■ Task details ■
Which lines below contain "each"? Copy every one of them.

Saved entries:
· · · · · · ·

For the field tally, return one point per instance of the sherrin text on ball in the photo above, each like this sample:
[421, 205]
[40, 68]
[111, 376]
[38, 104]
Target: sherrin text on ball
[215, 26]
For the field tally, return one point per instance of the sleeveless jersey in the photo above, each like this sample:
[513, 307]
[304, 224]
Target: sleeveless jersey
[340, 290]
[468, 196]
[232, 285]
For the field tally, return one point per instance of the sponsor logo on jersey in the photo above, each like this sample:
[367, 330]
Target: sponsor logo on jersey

· · · · · · ·

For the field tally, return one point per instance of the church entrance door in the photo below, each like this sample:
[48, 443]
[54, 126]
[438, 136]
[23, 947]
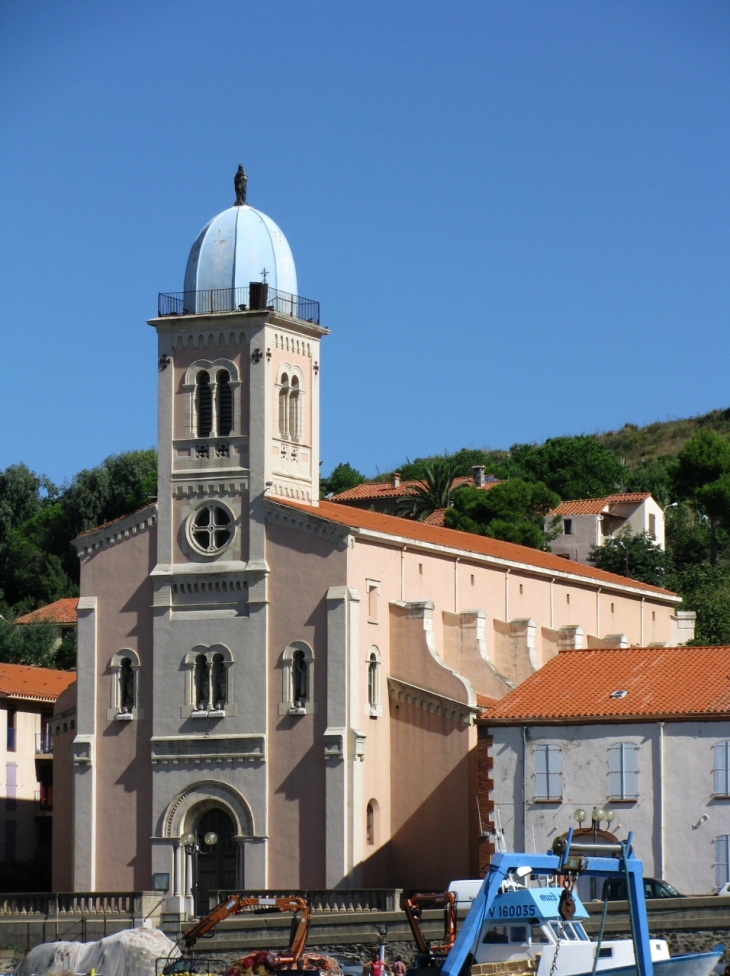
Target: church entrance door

· · · · · · ·

■ Output for this exercise ■
For the field tally, return one point per instance of the sherrin text on ball in the photo above, each like this sample:
For the field tally, return one point per instance of the sleeveless jersey in the photo above, each like this sample:
For the field tally, return one point per instance of the sponsor logo on jersey in the photo above, each like this sample:
For the field tally, return one point per instance of the church entrance door in the photo below, each like this sample:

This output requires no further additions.